-- Excerpt --

++++++++

Remember, this is commercial real estate … so it’s not like the housing market where you can get a 30-year mortgage and ride out a few declines along the way. Here’s a typical scenario in the NYC office market:
1. A major real estate player buys an office building in 2019 for $100 million.
2. A major commercial lender appraises the building at $100 million, based on it’s then-current lease revenue.
3. The lender allows a maximum loan-to-value ratio of 75%, so it extends a commercial loan to the buyer for $75 million on the property.
4. Within one year, disaster strikes in the form of COVID idiocy and general mismanagement by government and corporate leaders. The NYC office market is in shambles, and the office building that was worth $100 million in 2019 is now worth only $60 million today.
5. The commercial lender notifies the property owner that the $75 million (or close to it) loan balance now exceeds the value of the property, and the real estate player must now come up with a large cash payment just to keep the loan current.
6. Real Estate Player says: “I don’t have $15 million on hand right now. Can we renegotiate the loan terms?”

++++++++

-- Raw data --
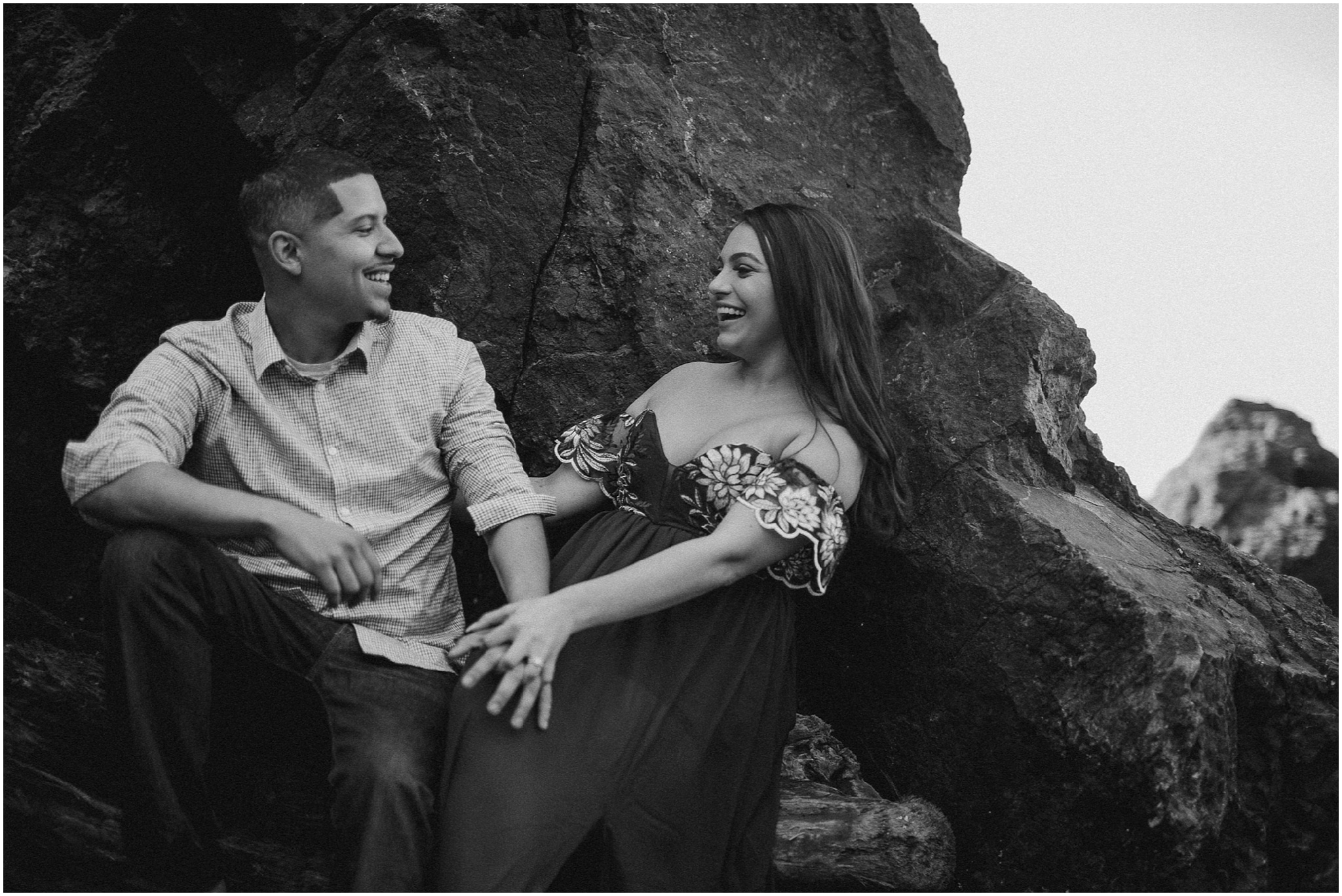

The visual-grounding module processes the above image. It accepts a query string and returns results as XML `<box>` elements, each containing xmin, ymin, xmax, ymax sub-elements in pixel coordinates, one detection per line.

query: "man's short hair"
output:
<box><xmin>237</xmin><ymin>149</ymin><xmax>373</xmax><ymax>251</ymax></box>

++++++++

-- Required actions --
(A) Print the part of the NYC office market passage that opens with the words containing "Remember, this is" and closes with "only $60 million today.".
(B) Decide whether each statement agrees with the NYC office market passage, answering yes or no and quoting the deciding words: (i) The lender permits a loan of at most 75% of the property's value. (ii) The office building is bought in 2020. (iii) The building is now worth $60 million.
(C) In the NYC office market passage, what sum does the real estate player say is not on hand?

-- Results of the tasks --
(A)
Remember, this is commercial real estate … so it’s not like the housing market where you can get a 30-year mortgage and ride out a few declines along the way. Here’s a typical scenario in the NYC office market:
1. A major real estate player buys an office building in 2019 for $100 million.
2. A major commercial lender appraises the building at $100 million, based on it’s then-current lease revenue.
3. The lender allows a maximum loan-to-value ratio of 75%, so it extends a commercial loan to the buyer for $75 million on the property.
4. Within one year, disaster strikes in the form of COVID idiocy and general mismanagement by government and corporate leaders. The NYC office market is in shambles, and the office building that was worth $100 million in 2019 is now worth only $60 million today.

(B)
(i) Yes: "The lender allows a maximum loan-to-value ratio of 75%"
(ii) No: "buys an office building in 2019 for $100 million"
(iii) Yes: "is now worth only $60 million today"

(C) $15 million.